Kramer's words brought about an epiphany:
All these years, in short, I had assumed that in art, if nowhere else, seeing is believing. Well - how
    very shortsighted! Now, at last, on April 28, 1974, I could see. I had gotten it backward all along.
    Not `seeing is believing', you ninny, but `believing is seeing', for Modern Art has become completely
    literary: the paintings and other works exist only to illustrate the text.

Painted Word is an extended riff upon this theme--the idea that art had become wholly dependent on theory.  His case builds to the stunning dénouement when an artist named Lawrence Weiner presented the following artwork in the April 1970 issue of Arts Magazine:
1. The artist may construct the piece
2. The piece may be fabricated
3. The piece need not be built

Each being equal and consistent with the intent of the artist the decision as to condition rests with the receiver upon the occasion of receivership.

Concludes Wolfe:
And there, at last, it was!  No more realism, no more representational objects, no more lines, colors
    forms, and contours, no more pigments, no more brushstrokes, no more evocations, no more
    frames, walls, galleries, museums, no more gnawing at the tortured face of the god Flatness, no
    more audience required, just a "receiver" that may or may not be there at all, no more ego projected,
    just "the artist", in the third person, who may be anyone or no one at all, not even existence, for that
    got lost in the subjunctive mode--and in the moment of absolutely dispassionate abdication, of
    insouciant withering away, Art made its final flight, climbed higher and higher until, with one last erg
    of freedom, one last dendritic synapse, it disappeared up its own fundamental aperature...and came
    out the other side as Art Theory!...Art Theory pure and simple, words on a page, literature undefiled
    by vision, flat, flatter, Flattest, a vision invisible, even ineffable, as ineffable as the Angels and the
    Universal Souls.

> [The problem]
Please repeat the passage on art theory word for word, beginning at the words "Painted Word is" and stopping after the words "occasion of receivership.".

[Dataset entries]

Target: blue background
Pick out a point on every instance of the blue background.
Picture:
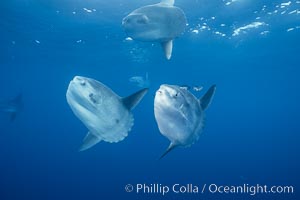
(251, 132)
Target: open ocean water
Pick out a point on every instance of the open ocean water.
(249, 49)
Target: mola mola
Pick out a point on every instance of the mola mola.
(12, 107)
(107, 116)
(160, 22)
(180, 115)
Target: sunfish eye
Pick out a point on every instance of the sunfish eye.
(82, 82)
(142, 20)
(176, 94)
(91, 95)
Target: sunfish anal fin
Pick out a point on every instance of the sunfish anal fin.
(89, 141)
(131, 101)
(167, 47)
(170, 148)
(168, 2)
(13, 116)
(206, 99)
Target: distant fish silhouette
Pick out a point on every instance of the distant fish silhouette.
(12, 107)
(161, 22)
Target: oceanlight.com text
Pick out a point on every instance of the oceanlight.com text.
(164, 189)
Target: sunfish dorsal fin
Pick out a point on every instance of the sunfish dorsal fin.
(207, 97)
(89, 141)
(170, 148)
(167, 47)
(131, 101)
(168, 2)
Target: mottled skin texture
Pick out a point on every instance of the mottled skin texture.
(99, 109)
(178, 114)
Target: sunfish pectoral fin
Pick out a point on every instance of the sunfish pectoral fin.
(206, 99)
(89, 141)
(167, 2)
(170, 148)
(167, 47)
(131, 101)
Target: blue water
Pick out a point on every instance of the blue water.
(251, 133)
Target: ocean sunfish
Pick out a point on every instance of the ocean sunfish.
(180, 115)
(107, 116)
(12, 106)
(160, 22)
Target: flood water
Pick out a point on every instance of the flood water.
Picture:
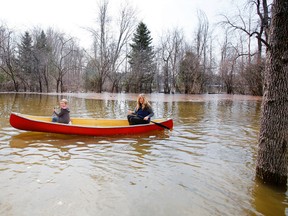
(205, 166)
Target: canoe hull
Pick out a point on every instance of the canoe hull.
(23, 122)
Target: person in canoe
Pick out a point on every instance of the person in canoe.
(142, 113)
(64, 115)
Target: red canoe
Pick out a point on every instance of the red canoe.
(86, 126)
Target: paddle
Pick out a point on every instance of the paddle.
(157, 123)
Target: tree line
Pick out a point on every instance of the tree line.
(123, 57)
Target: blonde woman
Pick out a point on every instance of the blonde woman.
(63, 116)
(142, 113)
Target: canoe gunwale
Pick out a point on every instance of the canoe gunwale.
(23, 122)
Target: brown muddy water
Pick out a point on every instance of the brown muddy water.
(205, 166)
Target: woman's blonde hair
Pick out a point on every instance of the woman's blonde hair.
(145, 103)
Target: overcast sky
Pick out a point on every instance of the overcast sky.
(72, 16)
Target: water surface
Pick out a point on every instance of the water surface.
(205, 166)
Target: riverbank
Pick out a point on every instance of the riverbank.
(152, 97)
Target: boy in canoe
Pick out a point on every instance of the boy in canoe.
(142, 113)
(64, 115)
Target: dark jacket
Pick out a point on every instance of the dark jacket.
(63, 116)
(148, 111)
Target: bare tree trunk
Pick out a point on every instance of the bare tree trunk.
(272, 152)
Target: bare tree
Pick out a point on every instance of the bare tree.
(272, 152)
(8, 62)
(62, 50)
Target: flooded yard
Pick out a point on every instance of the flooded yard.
(204, 166)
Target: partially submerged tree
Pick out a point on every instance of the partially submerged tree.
(273, 139)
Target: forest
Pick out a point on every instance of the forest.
(124, 58)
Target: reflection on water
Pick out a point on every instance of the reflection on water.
(205, 166)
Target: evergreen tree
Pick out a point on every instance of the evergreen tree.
(141, 61)
(26, 61)
(41, 52)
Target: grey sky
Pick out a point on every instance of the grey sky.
(70, 16)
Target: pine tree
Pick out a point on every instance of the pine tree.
(26, 61)
(141, 61)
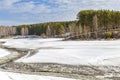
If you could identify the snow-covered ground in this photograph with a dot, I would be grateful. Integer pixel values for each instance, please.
(18, 76)
(4, 52)
(69, 52)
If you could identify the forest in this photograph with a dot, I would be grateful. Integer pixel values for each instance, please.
(90, 24)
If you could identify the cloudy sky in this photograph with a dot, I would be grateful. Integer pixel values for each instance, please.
(16, 12)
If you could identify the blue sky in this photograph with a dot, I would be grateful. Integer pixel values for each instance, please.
(17, 12)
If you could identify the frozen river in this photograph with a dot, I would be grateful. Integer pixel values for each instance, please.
(69, 52)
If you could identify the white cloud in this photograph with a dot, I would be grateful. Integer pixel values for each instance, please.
(53, 10)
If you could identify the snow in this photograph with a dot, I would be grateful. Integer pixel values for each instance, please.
(4, 52)
(69, 52)
(18, 76)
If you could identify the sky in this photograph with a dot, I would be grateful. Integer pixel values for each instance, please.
(18, 12)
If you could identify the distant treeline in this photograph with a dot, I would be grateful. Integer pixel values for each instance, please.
(89, 24)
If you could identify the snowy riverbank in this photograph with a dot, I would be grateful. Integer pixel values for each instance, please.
(75, 58)
(69, 52)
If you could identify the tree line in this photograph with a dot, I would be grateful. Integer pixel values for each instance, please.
(89, 24)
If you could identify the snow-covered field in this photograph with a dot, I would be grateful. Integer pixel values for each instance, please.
(18, 76)
(69, 52)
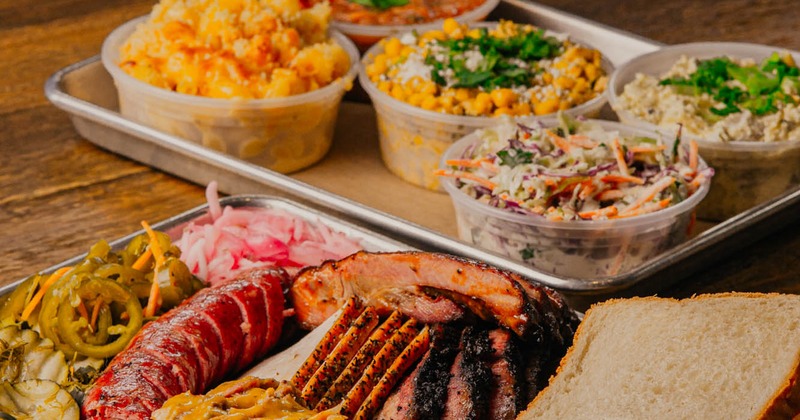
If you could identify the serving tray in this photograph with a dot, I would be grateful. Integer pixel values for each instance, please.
(352, 184)
(173, 226)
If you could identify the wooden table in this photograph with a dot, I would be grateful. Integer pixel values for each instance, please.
(59, 193)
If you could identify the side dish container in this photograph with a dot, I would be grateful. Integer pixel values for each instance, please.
(282, 134)
(413, 139)
(747, 173)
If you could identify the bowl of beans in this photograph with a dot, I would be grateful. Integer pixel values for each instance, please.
(430, 89)
(367, 22)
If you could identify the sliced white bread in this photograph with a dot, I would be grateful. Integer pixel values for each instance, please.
(721, 356)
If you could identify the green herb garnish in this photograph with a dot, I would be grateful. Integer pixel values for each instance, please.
(506, 62)
(518, 157)
(380, 4)
(763, 84)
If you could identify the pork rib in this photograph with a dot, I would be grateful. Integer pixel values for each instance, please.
(209, 336)
(429, 287)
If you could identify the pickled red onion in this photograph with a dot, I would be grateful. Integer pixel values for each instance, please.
(237, 239)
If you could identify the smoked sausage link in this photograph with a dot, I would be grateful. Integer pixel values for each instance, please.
(210, 336)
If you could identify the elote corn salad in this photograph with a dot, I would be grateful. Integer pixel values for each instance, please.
(576, 171)
(722, 99)
(508, 69)
(244, 49)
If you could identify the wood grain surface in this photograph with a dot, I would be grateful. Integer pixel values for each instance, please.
(59, 193)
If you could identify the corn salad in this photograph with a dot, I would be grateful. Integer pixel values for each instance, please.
(248, 49)
(509, 69)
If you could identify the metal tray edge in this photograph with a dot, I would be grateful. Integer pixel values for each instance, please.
(372, 240)
(712, 240)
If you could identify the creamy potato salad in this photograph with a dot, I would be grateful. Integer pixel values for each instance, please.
(724, 98)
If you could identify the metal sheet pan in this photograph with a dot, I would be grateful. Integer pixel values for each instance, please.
(86, 92)
(173, 226)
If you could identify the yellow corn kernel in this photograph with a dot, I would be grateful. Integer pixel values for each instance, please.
(428, 88)
(415, 98)
(429, 103)
(450, 26)
(483, 103)
(503, 97)
(393, 47)
(376, 69)
(503, 111)
(564, 82)
(575, 71)
(447, 101)
(591, 71)
(462, 94)
(434, 34)
(571, 53)
(547, 106)
(521, 108)
(385, 86)
(600, 84)
(581, 85)
(406, 51)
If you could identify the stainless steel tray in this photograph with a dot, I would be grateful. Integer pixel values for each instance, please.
(173, 226)
(86, 92)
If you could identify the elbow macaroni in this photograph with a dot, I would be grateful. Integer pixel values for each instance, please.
(247, 49)
(572, 78)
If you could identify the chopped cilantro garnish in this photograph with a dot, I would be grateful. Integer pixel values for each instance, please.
(380, 4)
(518, 157)
(763, 84)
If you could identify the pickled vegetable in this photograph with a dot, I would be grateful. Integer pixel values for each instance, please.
(37, 399)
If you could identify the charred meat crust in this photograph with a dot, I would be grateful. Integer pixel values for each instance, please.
(210, 329)
(406, 277)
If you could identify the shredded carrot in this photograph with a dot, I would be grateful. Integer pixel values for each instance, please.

> [Result for this exercise]
Painted Word is an extended riff upon this theme--the idea that art had become wholly dependent on theory.  His case builds to the stunning dénouement when an artist named Lawrence Weiner presented the following artwork in the April 1970 issue of Arts Magazine:
1. The artist may construct the piece
2. The piece may be fabricated
3. The piece need not be built

Each being equal and consistent with the intent of the artist the decision as to condition rests with the receiver upon the occasion of receivership.